• **Aim**
Count the lines in the entries below that contain the string "roof", and reply with that number alone.

[START Supplied data]

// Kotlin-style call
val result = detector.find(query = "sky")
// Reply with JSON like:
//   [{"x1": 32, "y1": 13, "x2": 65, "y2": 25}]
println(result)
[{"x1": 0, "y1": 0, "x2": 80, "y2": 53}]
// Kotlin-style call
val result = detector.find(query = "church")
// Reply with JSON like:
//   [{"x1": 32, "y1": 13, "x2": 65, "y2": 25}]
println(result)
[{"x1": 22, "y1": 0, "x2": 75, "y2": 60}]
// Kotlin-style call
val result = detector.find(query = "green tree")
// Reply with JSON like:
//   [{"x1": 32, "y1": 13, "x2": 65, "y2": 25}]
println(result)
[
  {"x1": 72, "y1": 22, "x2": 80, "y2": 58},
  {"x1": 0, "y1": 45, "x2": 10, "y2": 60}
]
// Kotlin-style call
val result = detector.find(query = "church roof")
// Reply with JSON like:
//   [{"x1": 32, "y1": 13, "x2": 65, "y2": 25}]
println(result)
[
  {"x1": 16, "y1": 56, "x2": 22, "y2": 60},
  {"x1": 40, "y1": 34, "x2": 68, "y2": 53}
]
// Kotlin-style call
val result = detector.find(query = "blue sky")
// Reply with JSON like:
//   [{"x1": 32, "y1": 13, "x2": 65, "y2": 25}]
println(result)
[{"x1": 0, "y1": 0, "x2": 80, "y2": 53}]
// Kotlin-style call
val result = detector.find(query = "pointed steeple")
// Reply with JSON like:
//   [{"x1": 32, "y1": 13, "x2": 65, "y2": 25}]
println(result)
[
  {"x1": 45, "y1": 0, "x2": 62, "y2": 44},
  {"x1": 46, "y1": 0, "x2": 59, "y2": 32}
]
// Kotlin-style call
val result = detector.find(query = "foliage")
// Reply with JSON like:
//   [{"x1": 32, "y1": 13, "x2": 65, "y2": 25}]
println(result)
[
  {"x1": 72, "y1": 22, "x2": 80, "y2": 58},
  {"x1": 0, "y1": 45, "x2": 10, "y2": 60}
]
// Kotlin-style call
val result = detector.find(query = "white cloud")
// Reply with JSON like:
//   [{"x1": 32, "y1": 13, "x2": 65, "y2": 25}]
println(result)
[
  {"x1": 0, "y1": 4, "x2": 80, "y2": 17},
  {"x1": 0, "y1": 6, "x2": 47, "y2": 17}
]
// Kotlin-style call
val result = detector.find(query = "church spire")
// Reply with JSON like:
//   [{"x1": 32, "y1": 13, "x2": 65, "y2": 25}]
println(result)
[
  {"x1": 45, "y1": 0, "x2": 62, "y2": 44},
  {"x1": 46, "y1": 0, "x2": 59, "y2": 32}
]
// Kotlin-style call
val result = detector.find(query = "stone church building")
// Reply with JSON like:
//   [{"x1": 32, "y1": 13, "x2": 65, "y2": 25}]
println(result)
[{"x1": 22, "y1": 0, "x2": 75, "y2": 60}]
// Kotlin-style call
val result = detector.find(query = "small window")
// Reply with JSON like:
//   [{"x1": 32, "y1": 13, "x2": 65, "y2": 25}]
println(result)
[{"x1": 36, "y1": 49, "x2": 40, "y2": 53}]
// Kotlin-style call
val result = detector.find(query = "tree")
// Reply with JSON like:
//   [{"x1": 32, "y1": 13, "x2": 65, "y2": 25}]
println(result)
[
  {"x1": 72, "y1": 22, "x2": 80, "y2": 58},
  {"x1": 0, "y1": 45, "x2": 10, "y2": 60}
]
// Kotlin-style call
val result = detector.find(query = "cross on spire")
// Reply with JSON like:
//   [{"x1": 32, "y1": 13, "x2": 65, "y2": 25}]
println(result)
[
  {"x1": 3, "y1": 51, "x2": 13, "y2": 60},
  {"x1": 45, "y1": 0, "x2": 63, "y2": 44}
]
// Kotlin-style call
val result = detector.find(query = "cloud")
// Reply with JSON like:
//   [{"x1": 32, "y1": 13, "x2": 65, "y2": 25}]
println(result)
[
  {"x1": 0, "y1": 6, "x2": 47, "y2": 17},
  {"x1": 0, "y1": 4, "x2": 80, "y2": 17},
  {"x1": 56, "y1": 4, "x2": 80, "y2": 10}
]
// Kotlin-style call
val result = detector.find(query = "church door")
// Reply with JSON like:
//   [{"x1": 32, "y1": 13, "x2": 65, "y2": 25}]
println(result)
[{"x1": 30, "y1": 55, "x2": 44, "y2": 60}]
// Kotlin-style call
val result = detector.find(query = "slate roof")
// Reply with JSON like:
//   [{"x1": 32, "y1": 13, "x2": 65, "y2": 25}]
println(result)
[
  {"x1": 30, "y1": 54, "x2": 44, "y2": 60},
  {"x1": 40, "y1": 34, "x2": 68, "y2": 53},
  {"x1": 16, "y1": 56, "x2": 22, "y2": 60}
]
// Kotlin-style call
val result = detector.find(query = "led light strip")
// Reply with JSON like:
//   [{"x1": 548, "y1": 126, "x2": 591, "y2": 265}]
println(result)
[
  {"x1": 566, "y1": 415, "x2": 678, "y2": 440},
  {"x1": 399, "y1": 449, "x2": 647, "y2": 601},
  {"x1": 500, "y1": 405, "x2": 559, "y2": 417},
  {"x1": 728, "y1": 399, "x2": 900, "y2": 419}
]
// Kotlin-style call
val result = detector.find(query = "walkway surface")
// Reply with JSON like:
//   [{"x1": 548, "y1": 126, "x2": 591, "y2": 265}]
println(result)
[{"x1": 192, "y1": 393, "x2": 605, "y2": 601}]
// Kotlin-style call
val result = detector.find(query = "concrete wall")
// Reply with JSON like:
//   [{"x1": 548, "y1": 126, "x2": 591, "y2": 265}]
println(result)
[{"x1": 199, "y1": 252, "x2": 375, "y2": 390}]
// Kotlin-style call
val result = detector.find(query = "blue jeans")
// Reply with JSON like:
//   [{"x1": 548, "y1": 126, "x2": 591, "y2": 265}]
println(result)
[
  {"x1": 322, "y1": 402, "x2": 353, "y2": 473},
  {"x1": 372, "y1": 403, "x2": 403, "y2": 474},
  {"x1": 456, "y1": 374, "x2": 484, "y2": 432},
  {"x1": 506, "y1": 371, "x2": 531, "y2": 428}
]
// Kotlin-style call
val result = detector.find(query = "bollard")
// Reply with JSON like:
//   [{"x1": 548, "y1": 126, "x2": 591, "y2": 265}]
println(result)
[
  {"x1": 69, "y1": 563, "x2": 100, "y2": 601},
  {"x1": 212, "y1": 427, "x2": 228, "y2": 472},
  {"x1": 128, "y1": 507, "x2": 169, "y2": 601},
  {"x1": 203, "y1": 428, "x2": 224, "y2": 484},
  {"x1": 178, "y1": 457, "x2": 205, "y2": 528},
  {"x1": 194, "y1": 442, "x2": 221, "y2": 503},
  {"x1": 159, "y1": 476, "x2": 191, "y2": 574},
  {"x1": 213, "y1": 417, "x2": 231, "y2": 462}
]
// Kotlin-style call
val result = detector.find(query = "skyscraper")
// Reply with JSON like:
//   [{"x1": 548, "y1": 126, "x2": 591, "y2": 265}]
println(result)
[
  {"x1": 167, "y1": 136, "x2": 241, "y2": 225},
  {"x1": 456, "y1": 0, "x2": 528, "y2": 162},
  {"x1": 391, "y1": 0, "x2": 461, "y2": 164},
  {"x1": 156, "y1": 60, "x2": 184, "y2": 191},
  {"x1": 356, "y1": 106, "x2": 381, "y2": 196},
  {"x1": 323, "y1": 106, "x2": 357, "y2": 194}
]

[END Supplied data]

• **Final result**
2